Problem to work on
Retype the records below exactly. Leave nothing out.

Entries provided

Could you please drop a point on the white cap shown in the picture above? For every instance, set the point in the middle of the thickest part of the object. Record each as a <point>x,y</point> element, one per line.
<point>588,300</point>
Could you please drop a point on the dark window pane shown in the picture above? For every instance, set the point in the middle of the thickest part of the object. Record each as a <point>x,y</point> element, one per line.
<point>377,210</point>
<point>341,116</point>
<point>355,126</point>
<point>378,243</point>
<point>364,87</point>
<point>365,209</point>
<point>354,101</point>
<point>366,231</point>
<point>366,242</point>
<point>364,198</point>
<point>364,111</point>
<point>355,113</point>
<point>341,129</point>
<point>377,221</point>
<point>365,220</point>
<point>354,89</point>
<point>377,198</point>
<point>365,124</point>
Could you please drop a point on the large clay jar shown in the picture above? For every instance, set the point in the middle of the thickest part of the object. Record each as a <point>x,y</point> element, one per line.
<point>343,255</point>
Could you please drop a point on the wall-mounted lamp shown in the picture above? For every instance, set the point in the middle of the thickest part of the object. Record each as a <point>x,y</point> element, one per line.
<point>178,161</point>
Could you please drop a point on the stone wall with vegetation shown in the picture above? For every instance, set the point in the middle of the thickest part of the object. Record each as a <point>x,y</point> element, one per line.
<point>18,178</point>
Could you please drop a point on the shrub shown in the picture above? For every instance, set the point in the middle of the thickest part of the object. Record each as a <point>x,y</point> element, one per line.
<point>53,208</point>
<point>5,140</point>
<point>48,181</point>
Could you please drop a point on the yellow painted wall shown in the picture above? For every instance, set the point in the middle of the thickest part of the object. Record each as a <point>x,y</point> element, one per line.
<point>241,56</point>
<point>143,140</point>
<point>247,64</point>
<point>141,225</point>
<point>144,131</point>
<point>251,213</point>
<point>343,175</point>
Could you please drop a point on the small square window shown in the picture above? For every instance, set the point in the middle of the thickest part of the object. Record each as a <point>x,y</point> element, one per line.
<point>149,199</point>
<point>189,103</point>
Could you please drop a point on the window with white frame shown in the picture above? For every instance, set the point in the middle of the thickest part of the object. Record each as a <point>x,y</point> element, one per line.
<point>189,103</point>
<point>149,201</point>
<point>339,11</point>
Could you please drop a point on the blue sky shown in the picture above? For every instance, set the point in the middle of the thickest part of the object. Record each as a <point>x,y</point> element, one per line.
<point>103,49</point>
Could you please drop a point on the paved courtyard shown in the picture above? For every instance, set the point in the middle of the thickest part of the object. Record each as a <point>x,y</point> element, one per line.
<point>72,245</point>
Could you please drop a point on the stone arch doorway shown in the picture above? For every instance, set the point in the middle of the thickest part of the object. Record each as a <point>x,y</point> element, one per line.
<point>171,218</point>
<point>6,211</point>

Response below
Could you please drop a point on the white cap shown in the picture above? For every instance, set the point in the middle of the thickest part of the object. Record each as a <point>x,y</point> element, one per line.
<point>588,300</point>
Could you please drop a point on the dark window pane shown in the picture above? For every instance, set the point in the middle of the thickest part of the object. Record each as a <point>x,y</point> element, one per line.
<point>377,210</point>
<point>341,116</point>
<point>355,126</point>
<point>378,243</point>
<point>364,87</point>
<point>365,209</point>
<point>354,101</point>
<point>366,231</point>
<point>366,242</point>
<point>364,198</point>
<point>364,111</point>
<point>355,113</point>
<point>341,129</point>
<point>377,221</point>
<point>365,220</point>
<point>354,89</point>
<point>377,198</point>
<point>365,124</point>
Could you please drop a point on the large clay jar shown in the picture above? For every instance, set the point in the middle of the thickest part of the object. Record each as a <point>x,y</point> element, one per line.
<point>343,255</point>
Could you please drop a point on the wall-mounted lamp shown in the picture above? For every instance, set the point in the middle of the thickest part of the object. Record each as a <point>x,y</point> element, one per line.
<point>178,161</point>
Could you please drop a point on the stone wall with vegetation shown in the picture above? For every instance, set the point in the middle of the thickest part of the object. Record each as a <point>x,y</point> element, one per line.
<point>18,178</point>
Could you please drop a point on the shrub shown in the picture above? For every instance, set the point in the middle of the thickest part of the object. Record each as a <point>x,y</point> element, one per line.
<point>53,208</point>
<point>5,140</point>
<point>48,181</point>
Could you please drop a point on the yellow painted wall shown in the picture above? For every instance, set the point in the middle of the thickest part of the object. Record each as a <point>x,y</point> element, one per line.
<point>241,56</point>
<point>143,140</point>
<point>247,64</point>
<point>141,225</point>
<point>144,131</point>
<point>251,213</point>
<point>343,175</point>
Could you please drop a point on the small square window shown in the picture above? For every instance, set the point in the middle of the thickest part of the object. Record each as a <point>x,y</point> element, one per line.
<point>149,199</point>
<point>189,103</point>
Could you please drop a point on the window with white frame shown in the picture above? For every instance, set the point in the middle of the thickest part of the object. Record each as a <point>x,y</point> element, one per line.
<point>189,103</point>
<point>149,201</point>
<point>339,11</point>
Could you please drop a point on the blue sky shown in the picture above? For every instance, set the point in the middle of the thickest part of the object. Record each as a <point>x,y</point> element, one per line.
<point>103,49</point>
Could you please drop a point on the paved courtyard shown in the picture above? For every instance, set the point in the middle of the thickest part of the object. Record each as a <point>x,y</point> element, one per line.
<point>72,245</point>
Could you please drop a point on the stone arch doorway shown in the picture above? For every instance, set the point in the middle of the thickest part of the object. Record each as a <point>x,y</point> element, one per line.
<point>171,218</point>
<point>6,211</point>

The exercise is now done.